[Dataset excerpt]
● ● ● ● ● ● ●
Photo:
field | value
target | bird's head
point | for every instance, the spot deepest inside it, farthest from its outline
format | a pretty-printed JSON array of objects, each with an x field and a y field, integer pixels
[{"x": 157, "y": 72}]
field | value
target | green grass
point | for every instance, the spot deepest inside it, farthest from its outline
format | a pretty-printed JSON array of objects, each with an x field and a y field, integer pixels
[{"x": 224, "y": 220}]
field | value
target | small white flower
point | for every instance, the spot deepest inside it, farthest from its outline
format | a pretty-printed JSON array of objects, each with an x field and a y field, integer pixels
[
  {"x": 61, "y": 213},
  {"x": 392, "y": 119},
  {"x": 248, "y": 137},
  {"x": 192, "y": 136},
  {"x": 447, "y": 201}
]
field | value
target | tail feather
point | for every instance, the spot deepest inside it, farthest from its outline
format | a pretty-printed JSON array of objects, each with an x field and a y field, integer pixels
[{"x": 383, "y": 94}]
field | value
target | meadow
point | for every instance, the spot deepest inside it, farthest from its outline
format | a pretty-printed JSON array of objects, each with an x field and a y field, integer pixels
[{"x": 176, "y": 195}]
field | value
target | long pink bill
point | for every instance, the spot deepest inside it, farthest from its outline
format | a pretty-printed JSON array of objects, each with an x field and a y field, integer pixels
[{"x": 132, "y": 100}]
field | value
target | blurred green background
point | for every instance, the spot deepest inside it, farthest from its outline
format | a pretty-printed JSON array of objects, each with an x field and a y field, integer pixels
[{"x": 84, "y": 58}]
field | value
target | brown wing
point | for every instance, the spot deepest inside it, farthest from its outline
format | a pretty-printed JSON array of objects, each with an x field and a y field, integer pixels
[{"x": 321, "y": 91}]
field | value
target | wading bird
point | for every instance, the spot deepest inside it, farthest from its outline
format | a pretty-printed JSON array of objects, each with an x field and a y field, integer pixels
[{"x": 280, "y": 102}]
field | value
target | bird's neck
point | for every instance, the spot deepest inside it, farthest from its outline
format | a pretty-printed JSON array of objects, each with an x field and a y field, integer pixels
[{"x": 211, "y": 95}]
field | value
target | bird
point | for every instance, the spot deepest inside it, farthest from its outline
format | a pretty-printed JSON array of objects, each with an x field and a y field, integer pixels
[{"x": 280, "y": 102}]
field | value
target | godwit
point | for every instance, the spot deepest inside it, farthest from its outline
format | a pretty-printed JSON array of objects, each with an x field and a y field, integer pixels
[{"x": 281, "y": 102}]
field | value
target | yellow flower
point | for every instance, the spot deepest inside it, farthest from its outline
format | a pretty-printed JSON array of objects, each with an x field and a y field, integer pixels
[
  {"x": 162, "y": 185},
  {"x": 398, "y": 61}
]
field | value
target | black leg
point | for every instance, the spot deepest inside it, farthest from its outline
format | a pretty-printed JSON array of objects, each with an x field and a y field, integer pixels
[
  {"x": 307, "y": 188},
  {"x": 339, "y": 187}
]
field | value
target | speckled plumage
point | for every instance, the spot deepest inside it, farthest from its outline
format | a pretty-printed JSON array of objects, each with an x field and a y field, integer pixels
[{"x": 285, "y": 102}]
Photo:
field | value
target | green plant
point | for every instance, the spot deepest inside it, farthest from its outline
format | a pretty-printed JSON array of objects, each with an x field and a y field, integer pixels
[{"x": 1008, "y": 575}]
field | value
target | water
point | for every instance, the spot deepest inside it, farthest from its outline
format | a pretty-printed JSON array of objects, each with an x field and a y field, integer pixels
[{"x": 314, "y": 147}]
● ● ● ● ● ● ●
→ **REQUIREMENT**
Which lines of the dataset excerpt above contain the string "flower"? Pick out each such line and copy it in full.

→ **TASK OUTPUT**
target | small white flower
target | yellow flower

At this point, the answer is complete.